> _Task to carry out_
Copy the result of filtering the entries below for lines that include the string "dark".

*** Opening of Dataset content ***

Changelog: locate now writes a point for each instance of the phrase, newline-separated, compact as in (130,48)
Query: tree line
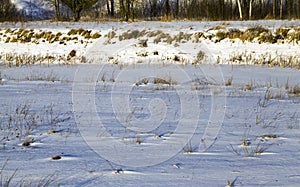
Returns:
(164,9)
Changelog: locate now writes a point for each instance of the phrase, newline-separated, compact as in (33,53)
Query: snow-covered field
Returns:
(148,104)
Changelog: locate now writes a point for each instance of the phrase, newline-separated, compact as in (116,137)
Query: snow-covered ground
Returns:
(128,111)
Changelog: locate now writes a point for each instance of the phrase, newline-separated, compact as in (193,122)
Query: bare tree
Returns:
(8,11)
(56,5)
(78,6)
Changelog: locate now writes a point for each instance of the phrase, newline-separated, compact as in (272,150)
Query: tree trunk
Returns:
(281,9)
(112,8)
(177,9)
(274,8)
(108,8)
(240,9)
(250,9)
(57,9)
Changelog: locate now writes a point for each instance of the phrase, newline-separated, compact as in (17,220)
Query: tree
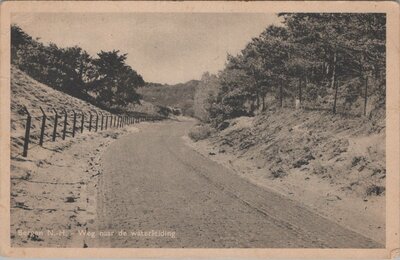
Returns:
(115,82)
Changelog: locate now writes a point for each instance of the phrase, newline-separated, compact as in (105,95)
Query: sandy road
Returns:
(153,182)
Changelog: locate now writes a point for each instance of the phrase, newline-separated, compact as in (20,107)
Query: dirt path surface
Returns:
(164,194)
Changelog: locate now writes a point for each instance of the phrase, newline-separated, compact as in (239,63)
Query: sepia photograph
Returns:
(199,129)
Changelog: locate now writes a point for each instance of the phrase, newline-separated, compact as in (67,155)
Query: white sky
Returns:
(162,47)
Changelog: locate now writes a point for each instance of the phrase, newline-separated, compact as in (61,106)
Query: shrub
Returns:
(200,132)
(375,190)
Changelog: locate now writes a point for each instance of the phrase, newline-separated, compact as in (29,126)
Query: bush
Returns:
(375,190)
(200,132)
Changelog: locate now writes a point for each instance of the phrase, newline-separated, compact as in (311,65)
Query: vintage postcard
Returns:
(200,129)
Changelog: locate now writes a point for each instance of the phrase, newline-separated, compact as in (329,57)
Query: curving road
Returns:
(152,182)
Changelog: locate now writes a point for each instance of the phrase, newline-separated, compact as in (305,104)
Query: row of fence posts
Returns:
(106,121)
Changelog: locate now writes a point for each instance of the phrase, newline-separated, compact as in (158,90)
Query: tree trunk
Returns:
(300,92)
(258,99)
(263,102)
(333,82)
(365,96)
(281,94)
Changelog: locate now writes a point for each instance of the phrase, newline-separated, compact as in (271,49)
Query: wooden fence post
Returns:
(97,120)
(55,124)
(102,119)
(27,132)
(106,122)
(73,124)
(90,121)
(42,127)
(83,121)
(65,123)
(365,95)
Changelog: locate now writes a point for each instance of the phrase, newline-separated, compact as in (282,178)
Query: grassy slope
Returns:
(348,152)
(28,92)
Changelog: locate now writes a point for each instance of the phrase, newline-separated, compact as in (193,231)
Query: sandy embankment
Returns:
(54,189)
(364,215)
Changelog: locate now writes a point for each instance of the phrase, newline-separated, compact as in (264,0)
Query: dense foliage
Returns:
(106,79)
(176,97)
(319,61)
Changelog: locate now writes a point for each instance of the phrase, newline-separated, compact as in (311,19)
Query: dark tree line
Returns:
(106,79)
(312,58)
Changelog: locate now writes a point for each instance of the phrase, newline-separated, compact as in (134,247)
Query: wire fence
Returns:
(49,125)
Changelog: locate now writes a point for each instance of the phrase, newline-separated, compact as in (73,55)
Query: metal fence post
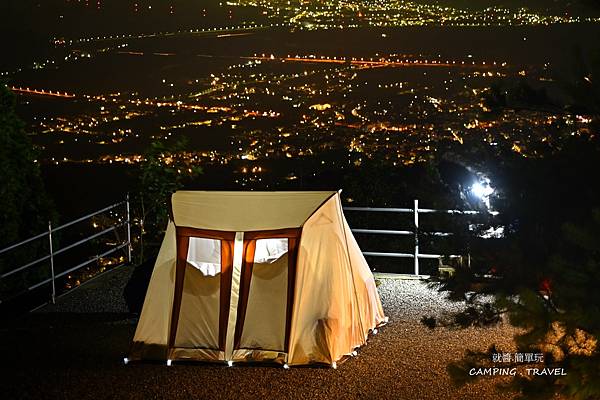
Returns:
(128,231)
(51,262)
(416,215)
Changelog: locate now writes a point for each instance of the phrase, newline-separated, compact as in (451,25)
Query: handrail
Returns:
(416,210)
(54,252)
(41,235)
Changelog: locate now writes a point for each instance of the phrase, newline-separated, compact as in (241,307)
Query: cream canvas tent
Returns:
(257,276)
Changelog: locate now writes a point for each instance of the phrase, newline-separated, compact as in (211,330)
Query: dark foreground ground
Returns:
(74,350)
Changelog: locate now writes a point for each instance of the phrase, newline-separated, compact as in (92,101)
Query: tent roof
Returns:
(245,211)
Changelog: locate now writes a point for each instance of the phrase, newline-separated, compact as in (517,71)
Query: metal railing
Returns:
(415,255)
(53,252)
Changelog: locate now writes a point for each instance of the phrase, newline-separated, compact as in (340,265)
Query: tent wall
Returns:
(328,321)
(313,304)
(150,338)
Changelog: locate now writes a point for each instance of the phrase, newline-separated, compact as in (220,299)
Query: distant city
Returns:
(333,82)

*** Close of Dataset content ***

> _Written answer_
Query: dark tree line
Query: dark foreground ground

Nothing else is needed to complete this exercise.